[Provided data Boundary: Start]

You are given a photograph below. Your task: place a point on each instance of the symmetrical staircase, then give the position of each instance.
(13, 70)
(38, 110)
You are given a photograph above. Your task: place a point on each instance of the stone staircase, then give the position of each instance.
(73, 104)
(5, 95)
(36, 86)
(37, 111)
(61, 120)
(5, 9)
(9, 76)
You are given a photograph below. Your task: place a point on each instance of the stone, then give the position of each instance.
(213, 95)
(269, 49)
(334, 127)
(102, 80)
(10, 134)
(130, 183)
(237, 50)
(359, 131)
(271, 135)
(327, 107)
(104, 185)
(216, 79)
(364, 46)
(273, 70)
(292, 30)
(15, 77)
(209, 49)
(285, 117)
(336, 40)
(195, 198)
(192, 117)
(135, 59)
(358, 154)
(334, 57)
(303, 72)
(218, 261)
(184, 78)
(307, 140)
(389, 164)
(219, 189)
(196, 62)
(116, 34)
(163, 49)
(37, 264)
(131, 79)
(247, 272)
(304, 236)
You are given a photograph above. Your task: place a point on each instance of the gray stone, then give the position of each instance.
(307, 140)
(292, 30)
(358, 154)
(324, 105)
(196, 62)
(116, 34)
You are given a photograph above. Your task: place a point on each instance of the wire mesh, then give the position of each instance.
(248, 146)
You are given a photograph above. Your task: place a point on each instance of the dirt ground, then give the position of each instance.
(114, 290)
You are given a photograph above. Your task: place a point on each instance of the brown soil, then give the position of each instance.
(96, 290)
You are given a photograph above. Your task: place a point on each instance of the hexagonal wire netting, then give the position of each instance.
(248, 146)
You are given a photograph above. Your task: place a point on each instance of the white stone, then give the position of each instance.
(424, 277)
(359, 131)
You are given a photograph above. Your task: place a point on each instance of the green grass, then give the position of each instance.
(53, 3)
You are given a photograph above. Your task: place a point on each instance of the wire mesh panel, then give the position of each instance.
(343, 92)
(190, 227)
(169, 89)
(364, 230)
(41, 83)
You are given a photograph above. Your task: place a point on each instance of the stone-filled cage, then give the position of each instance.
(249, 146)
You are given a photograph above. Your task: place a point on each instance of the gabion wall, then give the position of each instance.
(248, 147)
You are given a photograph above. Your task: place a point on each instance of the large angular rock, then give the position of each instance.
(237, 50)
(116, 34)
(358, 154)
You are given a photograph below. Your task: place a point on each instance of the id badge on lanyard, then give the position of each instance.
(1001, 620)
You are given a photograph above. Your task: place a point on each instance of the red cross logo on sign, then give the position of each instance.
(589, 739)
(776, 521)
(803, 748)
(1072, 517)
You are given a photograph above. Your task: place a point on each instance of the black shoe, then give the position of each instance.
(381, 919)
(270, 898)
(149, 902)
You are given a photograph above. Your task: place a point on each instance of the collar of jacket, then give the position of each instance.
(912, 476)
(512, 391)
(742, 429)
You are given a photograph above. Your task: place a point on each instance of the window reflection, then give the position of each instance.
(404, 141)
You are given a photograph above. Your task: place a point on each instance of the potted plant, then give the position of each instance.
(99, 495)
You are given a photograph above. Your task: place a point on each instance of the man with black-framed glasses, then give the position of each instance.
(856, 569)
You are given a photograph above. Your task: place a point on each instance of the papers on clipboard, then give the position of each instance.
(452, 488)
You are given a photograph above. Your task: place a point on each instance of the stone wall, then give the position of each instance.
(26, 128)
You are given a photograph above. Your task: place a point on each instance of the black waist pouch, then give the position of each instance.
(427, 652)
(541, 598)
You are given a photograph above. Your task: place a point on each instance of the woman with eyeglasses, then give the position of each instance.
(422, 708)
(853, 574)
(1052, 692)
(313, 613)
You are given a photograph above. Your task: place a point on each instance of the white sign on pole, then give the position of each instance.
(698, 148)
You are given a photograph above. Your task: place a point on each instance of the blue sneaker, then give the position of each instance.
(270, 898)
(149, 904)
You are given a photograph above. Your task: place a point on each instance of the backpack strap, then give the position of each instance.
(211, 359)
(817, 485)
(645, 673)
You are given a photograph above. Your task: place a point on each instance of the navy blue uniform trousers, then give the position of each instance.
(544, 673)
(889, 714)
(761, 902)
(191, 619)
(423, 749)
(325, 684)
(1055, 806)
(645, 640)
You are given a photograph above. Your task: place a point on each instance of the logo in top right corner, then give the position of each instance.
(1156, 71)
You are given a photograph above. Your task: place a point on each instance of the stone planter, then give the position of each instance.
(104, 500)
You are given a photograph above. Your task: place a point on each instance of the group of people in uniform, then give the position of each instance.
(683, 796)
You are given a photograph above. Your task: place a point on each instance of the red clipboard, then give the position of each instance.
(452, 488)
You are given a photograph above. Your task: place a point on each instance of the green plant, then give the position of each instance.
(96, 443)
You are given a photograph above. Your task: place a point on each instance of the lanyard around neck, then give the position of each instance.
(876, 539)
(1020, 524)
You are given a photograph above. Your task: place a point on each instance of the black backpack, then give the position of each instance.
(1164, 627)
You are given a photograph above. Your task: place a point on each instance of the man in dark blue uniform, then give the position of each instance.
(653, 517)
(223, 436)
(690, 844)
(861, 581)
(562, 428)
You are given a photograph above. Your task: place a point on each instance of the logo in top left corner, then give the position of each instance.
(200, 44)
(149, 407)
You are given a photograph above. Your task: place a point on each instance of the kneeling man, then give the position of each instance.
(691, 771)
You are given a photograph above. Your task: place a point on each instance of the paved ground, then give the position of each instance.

[Provided data Boundary: End]

→ **Work item**: Set the entries down again, unchanged and complete.

→ **Response for this exercise**:
You are given a photograph below. Your task: place a point on each instance of the symmetrical staircase, then give the position of each instance.
(13, 70)
(38, 110)
You are given a photograph above. Your task: place a point on each instance of the stone staircase, then give the position of each instance.
(73, 104)
(5, 95)
(36, 86)
(37, 111)
(61, 120)
(5, 9)
(9, 76)
You are given a photograph below. Your task: place a point on each instance of the stone, then give the position of each instance.
(213, 95)
(269, 49)
(334, 127)
(102, 80)
(10, 134)
(130, 183)
(237, 50)
(359, 131)
(271, 135)
(327, 107)
(104, 185)
(216, 79)
(364, 46)
(273, 70)
(292, 30)
(15, 77)
(209, 49)
(285, 117)
(336, 40)
(195, 198)
(192, 117)
(135, 59)
(358, 154)
(334, 57)
(303, 72)
(218, 261)
(184, 78)
(307, 140)
(389, 164)
(219, 189)
(196, 62)
(116, 34)
(163, 49)
(37, 264)
(131, 79)
(247, 272)
(304, 236)
You are given a photograph above. Your task: place a point on each instance of the gray stone, then give the position of each instance.
(307, 140)
(292, 30)
(358, 154)
(324, 105)
(196, 62)
(116, 34)
You are given a photograph above. Your task: place a point on each instance of the wire mesh, then give the position of each instance.
(248, 146)
You are given a photograph above. Your task: place a point on each instance of the dirt ground, then give the position of each instance.
(114, 290)
You are given a photograph above. Your task: place a point on each instance of the brown soil, then give the position of each instance.
(96, 290)
You are given a photograph above. Your task: place a point on each instance of the hexagonal wire netting, then give the position of each instance.
(248, 146)
You are given a photograph above. Your task: place a point on each instance of the white stone, then give the position of each instance.
(424, 277)
(359, 131)
You are given a photograph above. Your task: place a point on each instance of the green grass, then give the position of each instance.
(53, 3)
You are given a photograph above. Your task: place a point on each instance of the wire mesh panel, then give the position of each instance.
(343, 92)
(190, 227)
(169, 89)
(364, 230)
(41, 83)
You are given a photograph above. Your task: place a point on each instance of the stone-filled cage, then give the position of each instance.
(249, 146)
You are given a photograph above. Your task: place a point on each instance of the gabion wall, then give the position of each instance.
(248, 147)
You are given a photograph above. Your task: place a point on each instance of the large angular rock, then give the position of each instance.
(237, 50)
(116, 34)
(358, 154)
You are given a photograph below. Your task: place a point on each instance of the id badge on lanyard, then give the position of each instance.
(1001, 620)
You are given a photograph above. Your task: place a point on each instance of the red cross logo on sign, then give the position of each instance.
(589, 739)
(776, 521)
(803, 748)
(1072, 517)
You are given a photograph above. Your task: place a point on each instance of the black shoe, then give the position of each instance.
(381, 919)
(270, 898)
(149, 902)
You are given a photograph above. Your task: place a point on each instance of the collar of jacket, then give the position of each instance.
(912, 476)
(512, 391)
(742, 429)
You are given a photograph above. Your task: place a point on each instance of the window reflection, then give the position of each instance.
(404, 141)
You are given a photograph above. Your task: place a point on each instance of the potted plant, then give the position of each instance.
(99, 495)
You are given a photograph above. Your task: place a point on each instance of the man with black-framed glasses, then give the position of each instance.
(856, 569)
You are given a photograph above. Your task: place a point on each instance of the papers on clipboard, then give the position of each instance.
(452, 488)
You are given a photograph above. Your task: place a point on each instance of the stone wall, then give the position of each instance.
(26, 128)
You are given a photograph above. Your task: place a point on each instance of the black waist pouch, then give the position of each instance.
(427, 652)
(541, 598)
You are given a photograph above. Your task: place a point on each instance of the woman with eyeglasses, then give the position of each instance.
(422, 708)
(853, 574)
(1052, 692)
(313, 613)
You are given a photograph above. Your task: place a point on each instance of the white sign on pole, then give the position of each instance.
(698, 148)
You are given a photograph above. Your task: place a point on each instance of the blue sneaker, then give the position of each instance.
(270, 898)
(149, 904)
You are given a photograph above. Your task: place a point on each instance of the backpack strap, then give the position of each instance.
(211, 359)
(817, 485)
(645, 673)
You are given a photograph above. Your task: place a point on each instance of the navy blue uniform trousers, then give the position of each instance.
(544, 673)
(889, 714)
(761, 902)
(191, 619)
(423, 749)
(325, 684)
(1055, 806)
(645, 640)
You are given a photograph above. Your task: place a point on each instance of the logo in top right corner, then give the position of each instance.
(1156, 71)
You are given a photograph above. Your task: place a point on each instance of the stone planter, then give the position of each instance.
(104, 500)
You are given a photograph above. Your task: place a point on each instance of the group of people in uniform, then give the position of each instance.
(683, 796)
You are given a photograph above. Your task: place a point on each instance of the red clipboard, then give the position of each instance.
(452, 488)
You are given a photograph above. Your task: place a point on each instance of the green plant, then give the position of each instance.
(96, 443)
You are given a photograph above. Your task: place a point on each instance of the lanyard around neck, then give the position of each instance.
(876, 539)
(1020, 524)
You are given a photograph above. Your task: place a point on each instance of the black backpack, then give the position of each instance.
(1164, 627)
You are given a photograph above. Your task: place a point on each instance of the man in dark blue uniform, then give the position of each instance.
(653, 517)
(223, 436)
(690, 844)
(861, 581)
(562, 428)
You are given a photograph above. Your task: place a point on each instance of the logo in top left corner, then give the position of each instance.
(200, 44)
(149, 407)
You are given a photograph above. Your task: place a point on each instance of the kneeling man, then give the position of each instance.
(691, 771)
You are given a photograph above. Your task: place a point on each instance of the paved ground, then give the position of each instance.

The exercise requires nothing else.